THE PROBLEM:
Render the lines from the one containing "of the sepia" through the end of the entries as a JSON list of strings, one string per line, leaving out any blank lines.
[BEGIN EXERCISE MATERIAL]
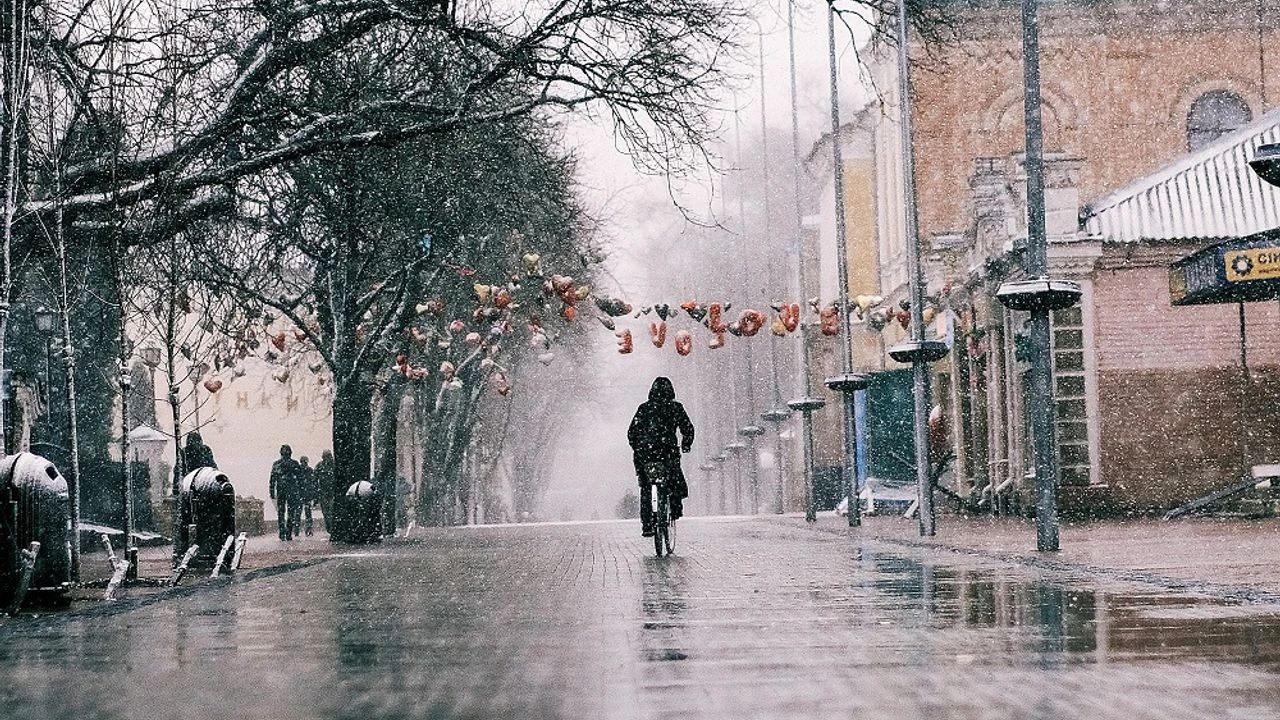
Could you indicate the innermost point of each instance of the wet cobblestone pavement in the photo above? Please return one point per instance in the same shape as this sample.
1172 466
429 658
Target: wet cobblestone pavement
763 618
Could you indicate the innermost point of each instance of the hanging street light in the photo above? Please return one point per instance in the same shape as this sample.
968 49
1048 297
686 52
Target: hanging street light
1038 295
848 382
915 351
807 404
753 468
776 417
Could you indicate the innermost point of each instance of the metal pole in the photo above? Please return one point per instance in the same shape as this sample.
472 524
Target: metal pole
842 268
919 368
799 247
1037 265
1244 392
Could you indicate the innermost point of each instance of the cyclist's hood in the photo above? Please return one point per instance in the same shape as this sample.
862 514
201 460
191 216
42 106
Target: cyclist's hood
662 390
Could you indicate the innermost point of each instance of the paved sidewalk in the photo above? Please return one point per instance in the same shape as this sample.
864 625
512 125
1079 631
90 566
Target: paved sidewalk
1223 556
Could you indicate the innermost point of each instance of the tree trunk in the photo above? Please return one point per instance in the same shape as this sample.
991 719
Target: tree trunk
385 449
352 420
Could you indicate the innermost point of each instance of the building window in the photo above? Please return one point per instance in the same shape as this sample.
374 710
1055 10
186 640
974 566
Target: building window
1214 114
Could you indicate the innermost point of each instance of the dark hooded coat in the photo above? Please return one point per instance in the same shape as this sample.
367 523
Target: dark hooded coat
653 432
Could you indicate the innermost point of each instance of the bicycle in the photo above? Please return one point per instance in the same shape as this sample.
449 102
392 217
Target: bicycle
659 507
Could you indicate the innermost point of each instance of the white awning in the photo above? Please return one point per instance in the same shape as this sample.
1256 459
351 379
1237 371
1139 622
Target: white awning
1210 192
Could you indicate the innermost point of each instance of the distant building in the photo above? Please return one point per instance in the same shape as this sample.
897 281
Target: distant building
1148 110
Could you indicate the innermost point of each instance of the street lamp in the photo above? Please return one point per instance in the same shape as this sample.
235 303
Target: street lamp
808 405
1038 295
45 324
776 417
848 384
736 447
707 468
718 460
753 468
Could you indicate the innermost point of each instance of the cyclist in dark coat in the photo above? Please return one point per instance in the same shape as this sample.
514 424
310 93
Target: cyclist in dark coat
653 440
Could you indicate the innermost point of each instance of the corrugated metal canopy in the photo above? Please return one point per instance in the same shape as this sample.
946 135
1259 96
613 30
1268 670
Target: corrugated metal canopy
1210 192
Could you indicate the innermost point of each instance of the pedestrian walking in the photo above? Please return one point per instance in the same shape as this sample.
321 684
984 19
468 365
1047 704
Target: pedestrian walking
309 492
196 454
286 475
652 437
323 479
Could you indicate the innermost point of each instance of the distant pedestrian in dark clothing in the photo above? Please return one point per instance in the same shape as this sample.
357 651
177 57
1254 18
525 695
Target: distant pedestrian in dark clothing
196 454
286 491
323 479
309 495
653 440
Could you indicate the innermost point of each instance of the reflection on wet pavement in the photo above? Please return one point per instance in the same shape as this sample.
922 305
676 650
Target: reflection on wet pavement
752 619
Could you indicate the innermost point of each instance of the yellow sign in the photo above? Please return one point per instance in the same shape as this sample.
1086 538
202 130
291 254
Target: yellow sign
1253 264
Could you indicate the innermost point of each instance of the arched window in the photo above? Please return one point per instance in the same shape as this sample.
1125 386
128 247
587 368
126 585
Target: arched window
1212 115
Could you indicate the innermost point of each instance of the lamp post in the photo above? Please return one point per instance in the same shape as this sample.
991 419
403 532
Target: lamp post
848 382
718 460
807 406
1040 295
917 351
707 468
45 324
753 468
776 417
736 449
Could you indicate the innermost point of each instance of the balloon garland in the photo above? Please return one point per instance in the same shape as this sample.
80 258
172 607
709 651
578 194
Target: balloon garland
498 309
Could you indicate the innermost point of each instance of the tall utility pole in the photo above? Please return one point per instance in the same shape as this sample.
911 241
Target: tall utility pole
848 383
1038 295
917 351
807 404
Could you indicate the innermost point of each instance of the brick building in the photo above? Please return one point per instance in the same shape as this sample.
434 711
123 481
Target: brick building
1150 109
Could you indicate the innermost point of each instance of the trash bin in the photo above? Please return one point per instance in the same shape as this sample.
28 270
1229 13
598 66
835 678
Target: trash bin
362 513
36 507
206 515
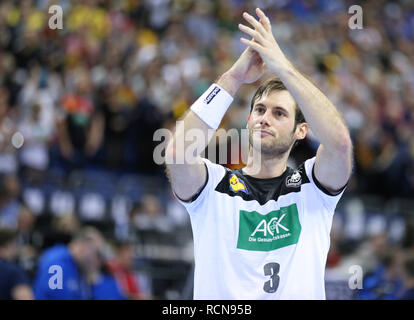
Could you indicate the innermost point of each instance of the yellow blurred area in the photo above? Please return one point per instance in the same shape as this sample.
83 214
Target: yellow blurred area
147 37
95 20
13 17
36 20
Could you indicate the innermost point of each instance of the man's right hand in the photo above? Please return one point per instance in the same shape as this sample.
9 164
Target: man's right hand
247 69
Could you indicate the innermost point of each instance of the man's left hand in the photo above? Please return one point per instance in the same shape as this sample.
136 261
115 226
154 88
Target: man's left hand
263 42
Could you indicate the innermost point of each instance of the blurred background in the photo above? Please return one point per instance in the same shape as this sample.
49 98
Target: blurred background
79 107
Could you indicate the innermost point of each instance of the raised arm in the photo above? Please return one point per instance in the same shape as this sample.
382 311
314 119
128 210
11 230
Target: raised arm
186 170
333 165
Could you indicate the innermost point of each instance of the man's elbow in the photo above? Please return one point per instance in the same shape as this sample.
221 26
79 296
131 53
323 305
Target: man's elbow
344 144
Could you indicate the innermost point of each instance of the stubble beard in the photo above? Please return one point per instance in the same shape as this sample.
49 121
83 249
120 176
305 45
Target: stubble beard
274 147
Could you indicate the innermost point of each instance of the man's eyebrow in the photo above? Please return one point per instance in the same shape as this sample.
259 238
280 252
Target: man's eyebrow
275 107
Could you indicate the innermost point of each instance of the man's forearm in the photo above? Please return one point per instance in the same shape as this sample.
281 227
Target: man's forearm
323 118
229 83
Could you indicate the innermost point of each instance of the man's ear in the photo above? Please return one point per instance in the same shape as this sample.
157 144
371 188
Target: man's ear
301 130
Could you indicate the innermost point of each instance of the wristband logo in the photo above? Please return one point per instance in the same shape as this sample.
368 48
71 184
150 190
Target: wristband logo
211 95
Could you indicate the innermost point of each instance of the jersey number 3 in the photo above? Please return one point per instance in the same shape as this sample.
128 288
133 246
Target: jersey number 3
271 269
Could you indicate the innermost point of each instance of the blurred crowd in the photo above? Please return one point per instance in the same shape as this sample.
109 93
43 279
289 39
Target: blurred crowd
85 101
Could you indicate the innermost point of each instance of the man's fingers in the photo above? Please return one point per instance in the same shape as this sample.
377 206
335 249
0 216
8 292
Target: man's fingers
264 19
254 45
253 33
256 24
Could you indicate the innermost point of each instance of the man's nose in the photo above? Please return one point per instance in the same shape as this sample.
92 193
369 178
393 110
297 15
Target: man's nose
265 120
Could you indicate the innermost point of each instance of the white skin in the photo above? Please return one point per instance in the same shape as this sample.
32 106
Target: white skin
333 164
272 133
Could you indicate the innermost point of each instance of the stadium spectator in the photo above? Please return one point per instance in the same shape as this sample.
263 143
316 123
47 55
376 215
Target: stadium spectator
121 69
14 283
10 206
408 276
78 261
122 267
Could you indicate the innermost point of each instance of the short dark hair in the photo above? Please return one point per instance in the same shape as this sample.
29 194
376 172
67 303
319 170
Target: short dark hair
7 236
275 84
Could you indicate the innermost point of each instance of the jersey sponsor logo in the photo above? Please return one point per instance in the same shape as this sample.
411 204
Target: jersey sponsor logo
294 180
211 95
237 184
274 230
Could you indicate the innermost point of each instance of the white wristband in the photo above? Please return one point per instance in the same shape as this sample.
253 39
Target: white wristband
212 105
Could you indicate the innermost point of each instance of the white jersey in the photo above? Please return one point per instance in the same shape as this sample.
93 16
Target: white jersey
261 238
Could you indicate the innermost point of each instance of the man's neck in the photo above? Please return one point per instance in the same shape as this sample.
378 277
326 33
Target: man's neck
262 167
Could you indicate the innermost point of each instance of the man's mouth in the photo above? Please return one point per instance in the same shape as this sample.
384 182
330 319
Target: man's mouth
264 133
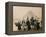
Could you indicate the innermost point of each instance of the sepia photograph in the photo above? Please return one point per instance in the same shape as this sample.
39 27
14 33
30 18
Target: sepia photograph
[END EXERCISE MATERIAL]
EXERCISE ANSWER:
[
  "Could you indicate the innermost point of each instance of the sepia photograph in the photo above? Please return one point per instance in the same shape as this sample.",
  "39 27",
  "14 33",
  "30 18",
  "Target: sepia photograph"
]